Text block:
********************

Building a Self-Healing Homelab with n8n

How I used n8n to turn my homelab from something I had to babysit into something that monitors itself, fixes itself, and tells me when it can't.

There’s a certain kind of homelab pride that comes from having 20+ self-hosted services running smoothly behind Traefik. There’s also a certain kind of homelab anxiety that comes from wondering, at 11pm on a Saturday, whether everything is still actually running.

For a while, my approach to that anxiety was to occasionally open Uptime Kuma, confirm everything was green, and get on with my life. That worked fine until it didn’t: a container would crash, I’d find out hours later when I tried to use the service, and I’d spend ten minutes restarting something that could have restarted itself.

The fix, it turned out, was already sitting in my stack. I’d been using n8n for a few lightweight automations, but I hadn’t really pushed it. This is the story of how I built a homelab that monitors itself, heals itself, and stays quiet unless it actually needs my attention.

The Problem with Passive Monitoring

Uptime Kuma is excellent. It checks all my services, shows me beautiful status graphs, and sends alerts when something goes down. But those alerts went to… my email. Which I check when I remember to. And by the time I’d seen an alert, acknowledged it, and SSHed into the server, the container had usually been dead for a while.

********************

Task requirements:
- A) Decide whether each statement agrees with the homelab text, answering yes or no and quoting the words that settle it: (i) The author's Uptime Kuma alerts were sent to email. (ii) The author had never used n8n before this project. (iii) Restarting a crashed container took the author about ten minutes.
- B) Extract the passage of the homelab text starting at "The fix, it" and ending at "needs my attention.".
The material after the homelab text is separate from it.

********************

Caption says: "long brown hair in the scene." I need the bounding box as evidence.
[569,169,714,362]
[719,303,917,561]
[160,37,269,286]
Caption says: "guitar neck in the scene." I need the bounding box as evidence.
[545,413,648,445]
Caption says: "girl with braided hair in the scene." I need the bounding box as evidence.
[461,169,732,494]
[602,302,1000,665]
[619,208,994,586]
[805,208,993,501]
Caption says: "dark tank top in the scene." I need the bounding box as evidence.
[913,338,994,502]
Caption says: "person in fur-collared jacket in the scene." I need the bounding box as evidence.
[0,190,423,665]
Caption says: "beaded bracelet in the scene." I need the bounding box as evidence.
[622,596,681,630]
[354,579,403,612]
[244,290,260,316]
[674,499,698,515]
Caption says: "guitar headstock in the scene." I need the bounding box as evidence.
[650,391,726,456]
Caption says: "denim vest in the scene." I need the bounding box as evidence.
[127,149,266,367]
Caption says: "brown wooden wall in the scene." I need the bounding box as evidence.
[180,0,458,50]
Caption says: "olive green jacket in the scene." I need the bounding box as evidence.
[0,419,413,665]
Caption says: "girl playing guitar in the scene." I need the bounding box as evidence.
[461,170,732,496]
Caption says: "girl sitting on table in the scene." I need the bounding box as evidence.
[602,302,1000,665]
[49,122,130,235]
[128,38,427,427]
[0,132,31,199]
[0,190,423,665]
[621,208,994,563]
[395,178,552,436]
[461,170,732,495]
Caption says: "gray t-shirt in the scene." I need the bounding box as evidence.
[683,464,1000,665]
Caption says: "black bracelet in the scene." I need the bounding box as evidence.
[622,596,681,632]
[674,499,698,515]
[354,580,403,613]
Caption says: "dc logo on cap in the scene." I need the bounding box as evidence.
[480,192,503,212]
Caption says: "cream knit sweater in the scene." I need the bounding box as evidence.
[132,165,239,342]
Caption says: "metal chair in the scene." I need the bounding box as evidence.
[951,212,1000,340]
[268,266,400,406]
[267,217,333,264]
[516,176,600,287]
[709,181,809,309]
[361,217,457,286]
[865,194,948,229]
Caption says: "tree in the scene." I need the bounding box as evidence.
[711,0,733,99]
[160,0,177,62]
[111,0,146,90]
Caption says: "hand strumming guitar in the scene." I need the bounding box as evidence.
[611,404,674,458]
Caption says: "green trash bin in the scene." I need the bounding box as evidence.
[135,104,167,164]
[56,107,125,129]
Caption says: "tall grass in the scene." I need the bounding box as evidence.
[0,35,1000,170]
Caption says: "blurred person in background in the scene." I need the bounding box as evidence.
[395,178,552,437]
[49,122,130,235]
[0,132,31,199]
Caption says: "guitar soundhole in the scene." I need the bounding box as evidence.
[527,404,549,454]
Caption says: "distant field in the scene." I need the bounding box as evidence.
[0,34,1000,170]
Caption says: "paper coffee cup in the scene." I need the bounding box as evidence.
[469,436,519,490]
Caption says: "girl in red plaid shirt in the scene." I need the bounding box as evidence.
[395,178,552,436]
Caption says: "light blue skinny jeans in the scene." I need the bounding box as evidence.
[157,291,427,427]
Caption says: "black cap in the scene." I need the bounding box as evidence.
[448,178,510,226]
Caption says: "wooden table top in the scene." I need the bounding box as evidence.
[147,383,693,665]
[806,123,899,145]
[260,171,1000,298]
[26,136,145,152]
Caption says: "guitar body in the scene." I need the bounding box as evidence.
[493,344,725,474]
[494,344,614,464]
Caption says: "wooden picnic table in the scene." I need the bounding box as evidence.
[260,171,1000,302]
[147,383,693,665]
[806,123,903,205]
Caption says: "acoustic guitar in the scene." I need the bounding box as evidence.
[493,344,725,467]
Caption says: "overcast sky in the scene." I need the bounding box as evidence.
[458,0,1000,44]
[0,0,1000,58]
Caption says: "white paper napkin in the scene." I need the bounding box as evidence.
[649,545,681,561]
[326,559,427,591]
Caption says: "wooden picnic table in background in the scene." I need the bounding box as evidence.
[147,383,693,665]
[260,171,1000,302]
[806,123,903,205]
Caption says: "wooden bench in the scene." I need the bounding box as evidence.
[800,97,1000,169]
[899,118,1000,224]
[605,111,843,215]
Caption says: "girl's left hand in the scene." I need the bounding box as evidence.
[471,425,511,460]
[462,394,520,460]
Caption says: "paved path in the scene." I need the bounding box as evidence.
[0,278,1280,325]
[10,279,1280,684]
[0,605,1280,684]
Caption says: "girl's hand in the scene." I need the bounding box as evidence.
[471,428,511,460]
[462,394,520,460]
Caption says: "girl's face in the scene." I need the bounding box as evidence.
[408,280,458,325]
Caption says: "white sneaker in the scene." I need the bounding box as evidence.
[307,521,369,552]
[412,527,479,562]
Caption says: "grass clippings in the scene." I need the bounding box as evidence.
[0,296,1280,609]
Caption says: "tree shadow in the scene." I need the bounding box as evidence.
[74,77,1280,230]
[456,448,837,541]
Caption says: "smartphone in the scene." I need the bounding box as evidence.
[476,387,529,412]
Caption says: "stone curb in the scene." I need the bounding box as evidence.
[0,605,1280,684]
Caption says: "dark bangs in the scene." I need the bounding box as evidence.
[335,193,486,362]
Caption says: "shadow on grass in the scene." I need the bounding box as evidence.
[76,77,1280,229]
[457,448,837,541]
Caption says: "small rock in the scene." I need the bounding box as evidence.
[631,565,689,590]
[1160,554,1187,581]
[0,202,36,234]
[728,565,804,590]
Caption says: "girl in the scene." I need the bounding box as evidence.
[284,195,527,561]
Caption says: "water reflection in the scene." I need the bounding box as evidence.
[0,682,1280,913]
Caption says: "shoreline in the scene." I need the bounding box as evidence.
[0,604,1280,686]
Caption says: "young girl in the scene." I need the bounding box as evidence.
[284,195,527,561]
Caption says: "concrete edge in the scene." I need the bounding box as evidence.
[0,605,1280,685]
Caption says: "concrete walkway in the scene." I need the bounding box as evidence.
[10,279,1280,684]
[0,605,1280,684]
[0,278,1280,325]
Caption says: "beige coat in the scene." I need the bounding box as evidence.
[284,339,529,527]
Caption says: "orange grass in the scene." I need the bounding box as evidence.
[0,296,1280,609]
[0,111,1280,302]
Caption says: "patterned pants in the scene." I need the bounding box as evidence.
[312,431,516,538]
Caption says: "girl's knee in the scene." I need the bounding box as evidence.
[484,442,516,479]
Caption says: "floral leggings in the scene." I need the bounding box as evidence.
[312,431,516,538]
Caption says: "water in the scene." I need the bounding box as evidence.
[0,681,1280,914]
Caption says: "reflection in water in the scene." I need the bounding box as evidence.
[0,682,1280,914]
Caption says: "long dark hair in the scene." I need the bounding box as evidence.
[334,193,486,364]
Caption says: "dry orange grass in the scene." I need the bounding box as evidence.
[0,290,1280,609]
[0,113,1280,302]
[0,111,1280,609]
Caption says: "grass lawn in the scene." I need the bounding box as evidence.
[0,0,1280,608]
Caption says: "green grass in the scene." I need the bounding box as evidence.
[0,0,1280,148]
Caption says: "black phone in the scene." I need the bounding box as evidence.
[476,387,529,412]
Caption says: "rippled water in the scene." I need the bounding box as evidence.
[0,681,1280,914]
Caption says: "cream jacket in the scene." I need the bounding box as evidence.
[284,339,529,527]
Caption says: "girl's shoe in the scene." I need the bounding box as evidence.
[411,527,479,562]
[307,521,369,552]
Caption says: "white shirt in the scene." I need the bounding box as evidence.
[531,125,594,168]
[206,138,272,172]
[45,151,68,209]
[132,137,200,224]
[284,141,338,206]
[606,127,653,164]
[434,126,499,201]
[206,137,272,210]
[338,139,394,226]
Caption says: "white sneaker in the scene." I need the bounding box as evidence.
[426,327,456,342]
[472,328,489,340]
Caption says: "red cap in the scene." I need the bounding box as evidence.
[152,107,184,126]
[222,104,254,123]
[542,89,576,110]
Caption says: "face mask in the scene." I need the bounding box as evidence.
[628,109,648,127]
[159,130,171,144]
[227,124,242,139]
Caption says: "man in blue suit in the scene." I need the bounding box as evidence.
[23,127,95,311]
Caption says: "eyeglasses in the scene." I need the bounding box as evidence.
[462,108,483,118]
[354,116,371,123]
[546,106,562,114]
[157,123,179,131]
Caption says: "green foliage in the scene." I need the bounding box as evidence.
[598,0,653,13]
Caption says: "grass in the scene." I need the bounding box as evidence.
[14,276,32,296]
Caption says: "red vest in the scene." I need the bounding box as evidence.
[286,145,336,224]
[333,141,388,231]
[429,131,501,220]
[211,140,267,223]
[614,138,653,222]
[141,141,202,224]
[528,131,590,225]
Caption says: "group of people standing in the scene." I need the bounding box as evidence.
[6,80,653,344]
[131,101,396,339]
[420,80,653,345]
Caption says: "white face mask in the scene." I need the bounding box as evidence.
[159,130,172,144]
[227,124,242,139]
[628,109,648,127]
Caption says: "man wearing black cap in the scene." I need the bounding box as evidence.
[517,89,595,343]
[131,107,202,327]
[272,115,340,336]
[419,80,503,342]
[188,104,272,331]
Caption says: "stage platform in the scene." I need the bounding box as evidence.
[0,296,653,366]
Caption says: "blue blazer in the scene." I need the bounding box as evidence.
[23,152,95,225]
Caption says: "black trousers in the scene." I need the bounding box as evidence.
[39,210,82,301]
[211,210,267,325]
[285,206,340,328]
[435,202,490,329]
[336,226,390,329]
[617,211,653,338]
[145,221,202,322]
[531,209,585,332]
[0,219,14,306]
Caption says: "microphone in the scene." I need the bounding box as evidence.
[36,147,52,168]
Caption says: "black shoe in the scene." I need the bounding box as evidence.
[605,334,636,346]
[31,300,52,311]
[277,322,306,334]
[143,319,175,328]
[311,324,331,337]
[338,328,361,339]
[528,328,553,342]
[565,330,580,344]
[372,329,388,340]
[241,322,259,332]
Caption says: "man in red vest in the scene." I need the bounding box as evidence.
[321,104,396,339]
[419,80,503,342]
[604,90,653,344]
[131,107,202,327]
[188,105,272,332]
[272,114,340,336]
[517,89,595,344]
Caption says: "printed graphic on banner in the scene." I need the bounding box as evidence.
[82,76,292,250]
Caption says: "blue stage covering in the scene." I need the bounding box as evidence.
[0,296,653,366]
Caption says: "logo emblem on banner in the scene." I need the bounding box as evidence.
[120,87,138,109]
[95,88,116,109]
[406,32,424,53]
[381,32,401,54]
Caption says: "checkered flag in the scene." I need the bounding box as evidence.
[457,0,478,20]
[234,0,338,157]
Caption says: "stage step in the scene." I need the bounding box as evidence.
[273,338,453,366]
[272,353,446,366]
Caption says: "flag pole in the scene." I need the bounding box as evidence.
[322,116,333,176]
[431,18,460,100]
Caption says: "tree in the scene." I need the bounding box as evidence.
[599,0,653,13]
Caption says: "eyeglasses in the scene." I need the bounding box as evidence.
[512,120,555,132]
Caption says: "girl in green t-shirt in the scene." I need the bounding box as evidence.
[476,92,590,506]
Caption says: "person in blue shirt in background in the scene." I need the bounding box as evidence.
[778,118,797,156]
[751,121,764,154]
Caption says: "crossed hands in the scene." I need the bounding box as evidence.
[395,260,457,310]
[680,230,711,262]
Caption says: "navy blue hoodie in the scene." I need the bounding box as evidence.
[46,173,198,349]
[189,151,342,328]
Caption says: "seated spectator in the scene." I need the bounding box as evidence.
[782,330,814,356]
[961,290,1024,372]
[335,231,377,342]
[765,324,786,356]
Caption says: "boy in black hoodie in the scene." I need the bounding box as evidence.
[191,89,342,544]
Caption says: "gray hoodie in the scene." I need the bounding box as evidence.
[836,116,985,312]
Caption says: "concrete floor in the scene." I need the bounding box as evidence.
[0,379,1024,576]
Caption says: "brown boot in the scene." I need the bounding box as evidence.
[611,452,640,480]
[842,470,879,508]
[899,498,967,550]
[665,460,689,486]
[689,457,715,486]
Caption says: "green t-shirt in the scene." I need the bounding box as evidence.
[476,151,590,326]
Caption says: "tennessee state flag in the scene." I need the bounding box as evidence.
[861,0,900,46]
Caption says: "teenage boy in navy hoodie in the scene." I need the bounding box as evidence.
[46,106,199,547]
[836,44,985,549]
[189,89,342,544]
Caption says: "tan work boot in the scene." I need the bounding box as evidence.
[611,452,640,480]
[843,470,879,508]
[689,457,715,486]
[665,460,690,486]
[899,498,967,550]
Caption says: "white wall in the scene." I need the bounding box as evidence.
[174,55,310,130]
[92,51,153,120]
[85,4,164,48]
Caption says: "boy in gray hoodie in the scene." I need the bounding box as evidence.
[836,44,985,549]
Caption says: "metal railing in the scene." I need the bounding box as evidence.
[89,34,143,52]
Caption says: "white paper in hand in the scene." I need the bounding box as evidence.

********************

Worked solutions:
- A)
(i) Yes: "those alerts went to… my email"
(ii) No: "I’d been using n8n for a few lightweight automations"
(iii) Yes: "I’d spend ten minutes restarting something that could have restarted itself"

- B)
The fix, it turned out, was already sitting in my stack. I’d been using n8n for a few lightweight automations, but I hadn’t really pushed it. This is the story of how I built a homelab that monitors itself, heals itself, and stays quiet unless it actually needs my attention.